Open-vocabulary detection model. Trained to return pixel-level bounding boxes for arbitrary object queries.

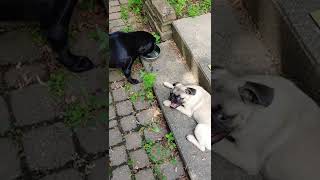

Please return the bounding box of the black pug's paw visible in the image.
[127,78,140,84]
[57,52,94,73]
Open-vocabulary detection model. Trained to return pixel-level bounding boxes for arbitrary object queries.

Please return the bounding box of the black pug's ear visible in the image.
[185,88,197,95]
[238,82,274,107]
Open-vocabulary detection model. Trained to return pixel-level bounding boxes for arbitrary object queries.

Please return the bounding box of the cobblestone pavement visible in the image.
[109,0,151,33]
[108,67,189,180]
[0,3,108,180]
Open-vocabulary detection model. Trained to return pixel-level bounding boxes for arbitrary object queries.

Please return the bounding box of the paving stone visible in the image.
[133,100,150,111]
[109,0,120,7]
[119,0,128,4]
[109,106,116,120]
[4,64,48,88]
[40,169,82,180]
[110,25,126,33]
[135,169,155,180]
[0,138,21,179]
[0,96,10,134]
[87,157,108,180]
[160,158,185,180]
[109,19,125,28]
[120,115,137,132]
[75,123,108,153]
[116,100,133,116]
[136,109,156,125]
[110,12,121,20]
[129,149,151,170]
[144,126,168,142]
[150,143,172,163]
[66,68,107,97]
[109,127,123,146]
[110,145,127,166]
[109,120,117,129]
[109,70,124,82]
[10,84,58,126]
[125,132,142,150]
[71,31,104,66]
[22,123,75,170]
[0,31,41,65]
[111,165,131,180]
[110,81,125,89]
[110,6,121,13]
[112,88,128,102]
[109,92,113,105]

==

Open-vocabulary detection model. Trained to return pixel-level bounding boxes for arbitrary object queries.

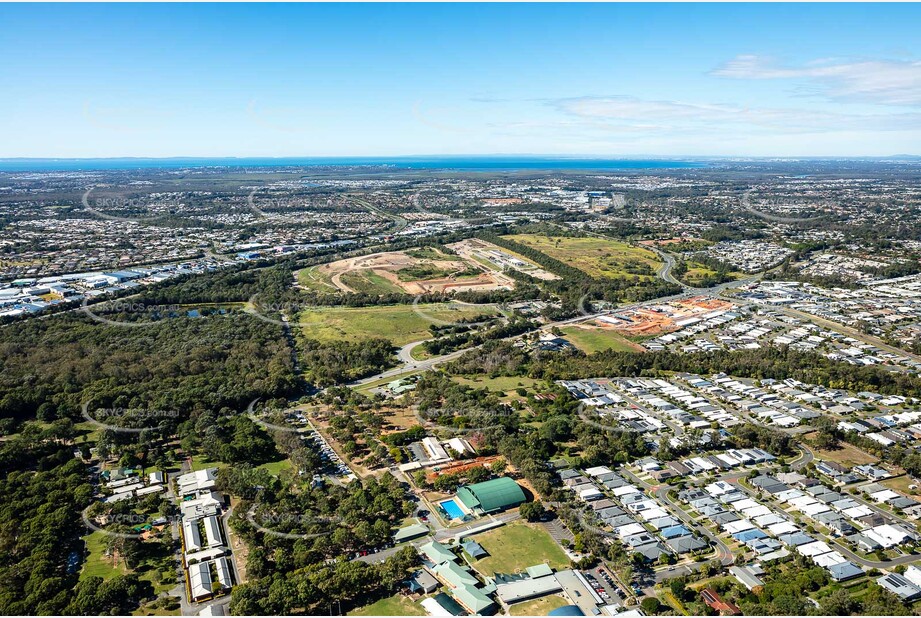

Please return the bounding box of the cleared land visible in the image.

* * *

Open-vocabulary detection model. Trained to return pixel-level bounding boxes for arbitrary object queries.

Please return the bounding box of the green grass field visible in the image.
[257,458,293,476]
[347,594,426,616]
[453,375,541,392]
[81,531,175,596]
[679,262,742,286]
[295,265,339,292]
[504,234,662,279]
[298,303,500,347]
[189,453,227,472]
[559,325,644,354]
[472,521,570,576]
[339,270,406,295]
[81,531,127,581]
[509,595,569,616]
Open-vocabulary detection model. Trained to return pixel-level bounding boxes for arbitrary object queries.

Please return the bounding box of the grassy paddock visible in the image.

WHAT YOU WILL DO: Retype, in the same exact form, the lines of the material above from the line holding "Please return the bounding box of the green" through the line holding "Please return the bounding box of the grassy".

EXERCISE RESPONSE:
Please return the bounding box of the green grass field visible in the image.
[257,458,293,476]
[347,594,426,616]
[453,375,541,392]
[81,531,175,596]
[679,262,742,286]
[295,265,339,292]
[504,234,662,279]
[298,303,500,347]
[189,453,227,472]
[559,325,644,354]
[472,521,570,576]
[339,270,406,295]
[81,531,127,581]
[509,595,569,616]
Open-vocabulary detection model. Trained to return pixel-level bounding boxes for arbitrary object queries.

Please return the bounding box of the grassy paddock visible in the image.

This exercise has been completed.